Exercise directions:
Below are records to give again exactly; omit each image they contain.

Data records:
========
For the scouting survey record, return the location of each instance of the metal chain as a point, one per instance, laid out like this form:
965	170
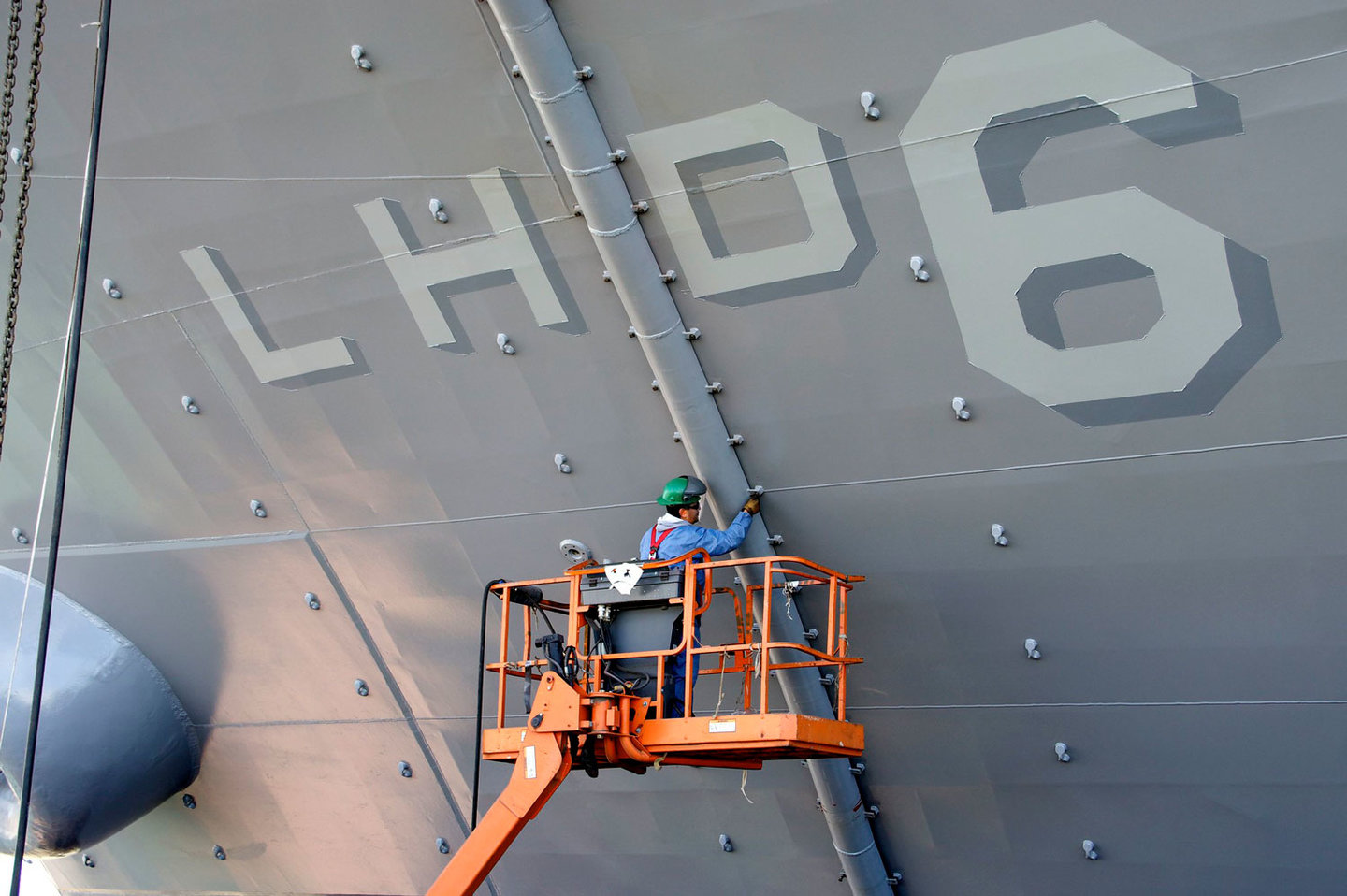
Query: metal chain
30	127
11	62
========
Result:
For the scouting survey record, return the location of each instance of the metal chain as a point, one per instance, laid out like this form:
965	170
Query: metal chain
30	127
11	62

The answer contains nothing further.